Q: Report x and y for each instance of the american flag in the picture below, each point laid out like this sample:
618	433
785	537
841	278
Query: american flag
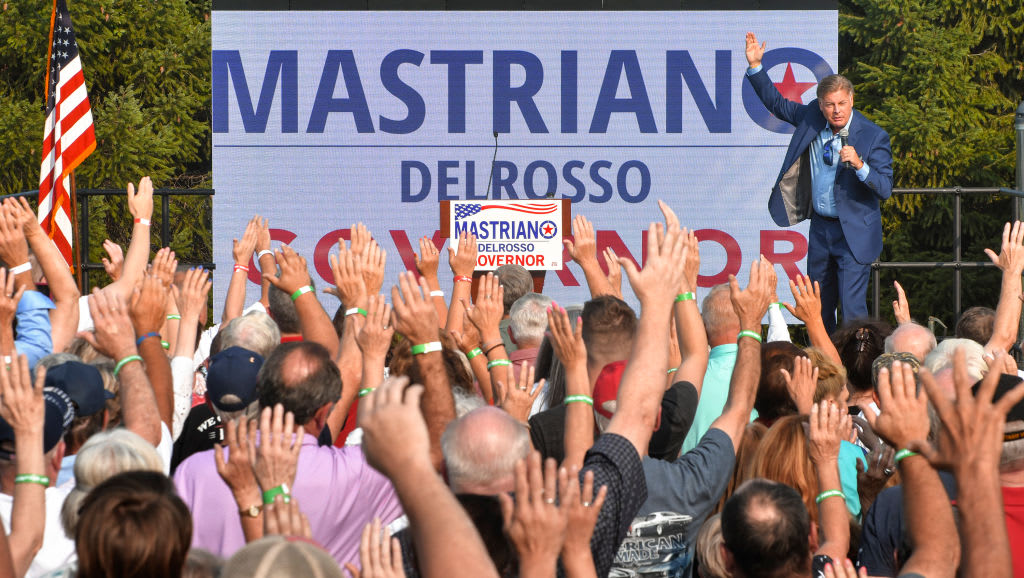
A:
464	210
68	134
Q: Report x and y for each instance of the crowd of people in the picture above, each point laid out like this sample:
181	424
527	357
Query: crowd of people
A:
498	432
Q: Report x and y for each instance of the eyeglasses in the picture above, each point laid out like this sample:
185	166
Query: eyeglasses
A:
827	155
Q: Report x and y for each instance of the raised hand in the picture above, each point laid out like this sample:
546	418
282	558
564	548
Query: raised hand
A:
116	262
802	382
464	262
414	316
294	274
427	260
243	250
534	523
904	409
140	204
583	247
807	297
901	307
278	455
754	51
518	400
972	435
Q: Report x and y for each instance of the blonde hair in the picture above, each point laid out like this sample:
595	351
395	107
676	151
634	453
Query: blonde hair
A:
103	456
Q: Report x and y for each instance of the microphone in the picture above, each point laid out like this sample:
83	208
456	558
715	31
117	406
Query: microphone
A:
844	136
491	177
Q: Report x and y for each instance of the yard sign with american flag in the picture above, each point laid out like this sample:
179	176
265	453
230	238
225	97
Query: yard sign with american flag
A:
68	134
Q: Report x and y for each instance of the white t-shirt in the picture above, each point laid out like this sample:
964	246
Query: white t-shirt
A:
57	548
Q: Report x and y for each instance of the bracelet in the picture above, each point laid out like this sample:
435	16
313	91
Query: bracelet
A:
32	479
584	399
428	347
272	493
124	362
748	333
302	291
903	454
828	494
146	336
497	363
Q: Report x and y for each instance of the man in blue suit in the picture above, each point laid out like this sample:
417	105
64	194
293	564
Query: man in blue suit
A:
837	169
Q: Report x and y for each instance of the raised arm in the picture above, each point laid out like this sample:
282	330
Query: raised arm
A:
750	304
690	331
295	281
583	249
243	252
808	308
1008	312
971	443
64	290
396	443
929	515
643	379
416	319
828	425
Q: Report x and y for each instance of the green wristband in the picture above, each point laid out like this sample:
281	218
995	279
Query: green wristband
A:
496	363
903	454
828	494
426	347
583	399
272	493
302	291
748	333
32	479
124	362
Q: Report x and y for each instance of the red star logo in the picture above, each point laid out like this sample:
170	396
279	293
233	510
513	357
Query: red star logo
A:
790	88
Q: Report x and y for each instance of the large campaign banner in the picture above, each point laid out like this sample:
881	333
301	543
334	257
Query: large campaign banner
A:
322	120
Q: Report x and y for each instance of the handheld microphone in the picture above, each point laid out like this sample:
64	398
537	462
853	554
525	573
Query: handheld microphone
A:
491	177
844	136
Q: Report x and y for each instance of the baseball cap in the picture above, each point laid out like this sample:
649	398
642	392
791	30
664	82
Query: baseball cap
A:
59	413
83	383
232	372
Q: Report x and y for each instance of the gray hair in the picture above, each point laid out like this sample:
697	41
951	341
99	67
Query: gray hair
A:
102	456
528	317
481	448
254	331
942	357
834	82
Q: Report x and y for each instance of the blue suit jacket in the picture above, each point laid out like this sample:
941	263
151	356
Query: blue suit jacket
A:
856	202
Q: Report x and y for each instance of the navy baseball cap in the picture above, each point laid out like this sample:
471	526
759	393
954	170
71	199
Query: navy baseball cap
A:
59	413
83	383
232	372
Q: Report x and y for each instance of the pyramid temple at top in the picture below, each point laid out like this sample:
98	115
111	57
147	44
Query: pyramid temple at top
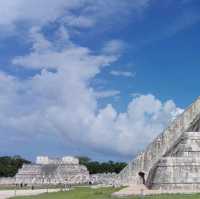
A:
172	160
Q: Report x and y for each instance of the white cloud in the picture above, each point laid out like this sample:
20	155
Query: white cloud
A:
122	73
106	94
39	12
63	102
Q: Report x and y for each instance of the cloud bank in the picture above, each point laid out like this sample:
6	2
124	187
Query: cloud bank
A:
59	99
63	102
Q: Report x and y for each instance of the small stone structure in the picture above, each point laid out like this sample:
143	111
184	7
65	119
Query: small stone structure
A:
53	171
103	178
172	160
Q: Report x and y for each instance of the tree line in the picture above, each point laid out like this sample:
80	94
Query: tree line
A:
10	165
102	167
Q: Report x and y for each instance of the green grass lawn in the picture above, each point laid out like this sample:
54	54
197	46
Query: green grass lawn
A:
87	193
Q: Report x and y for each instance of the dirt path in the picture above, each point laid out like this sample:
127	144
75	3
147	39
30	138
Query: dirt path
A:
142	190
11	193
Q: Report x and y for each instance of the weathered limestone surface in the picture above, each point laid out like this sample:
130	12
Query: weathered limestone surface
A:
180	169
170	143
103	178
49	171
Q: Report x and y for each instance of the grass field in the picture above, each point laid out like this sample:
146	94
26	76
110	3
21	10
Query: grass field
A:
87	193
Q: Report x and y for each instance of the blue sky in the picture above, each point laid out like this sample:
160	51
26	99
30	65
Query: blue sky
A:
97	78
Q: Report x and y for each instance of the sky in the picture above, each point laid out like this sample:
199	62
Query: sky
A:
95	78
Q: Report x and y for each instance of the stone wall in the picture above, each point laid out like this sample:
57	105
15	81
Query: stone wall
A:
104	178
7	181
148	159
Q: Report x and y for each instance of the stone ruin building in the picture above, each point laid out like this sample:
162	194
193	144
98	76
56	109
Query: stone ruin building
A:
172	160
53	171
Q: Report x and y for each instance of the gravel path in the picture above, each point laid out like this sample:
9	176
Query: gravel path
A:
11	193
142	190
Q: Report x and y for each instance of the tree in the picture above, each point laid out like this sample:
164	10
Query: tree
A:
10	165
101	167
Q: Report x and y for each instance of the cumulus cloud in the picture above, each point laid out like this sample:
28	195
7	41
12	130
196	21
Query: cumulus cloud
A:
64	103
59	99
108	93
41	12
122	73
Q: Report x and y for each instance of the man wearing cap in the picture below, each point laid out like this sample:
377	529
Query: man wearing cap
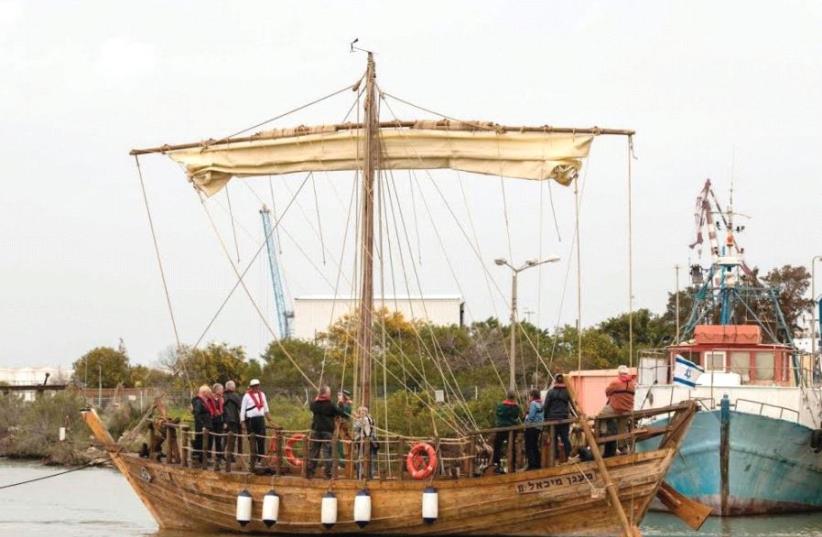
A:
345	404
253	413
620	393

++++++++

• [EXERCISE REQUIREMENTS] Each line from the start of the entries through the line with "Query: yard sign with american flag" is to be restated exactly, and the pictures are to be skipped.

• [FINISHED EXERCISE]
Q: Report x and y for each instance of the american flag in the picture below, each point laid out like this sample:
618	433
785	537
841	278
Query: american flag
A:
464	210
68	134
Q: Report x and y for each instance of the crowd of people in the picture above, each point laid out like this sample:
181	424
527	357
Query: crowd of people
A:
498	432
Q: Report x and y for each instance of the eyeglasses in the picture above, each point laid out like this sample:
185	166
Query: eyeglasses
A:
827	155
Q: Report x and y for each instance of the raised hand in the picture above, each point laid out like this sample:
546	418
282	558
564	548
Query: raised hand
A:
116	262
802	382
464	262
414	316
294	274
427	260
243	250
534	523
904	409
140	204
583	247
807	297
901	307
278	455
754	51
518	400
972	435
Q: Report x and y for each instance of the blonde hair in the picture above, each point laid out like this sample:
595	351
395	107
676	151
634	453
Query: blonde hair
A:
103	456
Q: Report x and y for each instance of the microphone in the picture above, each point laid out like this sample:
83	208
456	558
715	31
117	406
Query: microphone
A:
844	136
491	177
Q: Report x and y for each instance of the yard sign with american flag in the picture above, each point laid out like this sample:
179	176
265	453
230	238
225	97
Query: yard sign with american flag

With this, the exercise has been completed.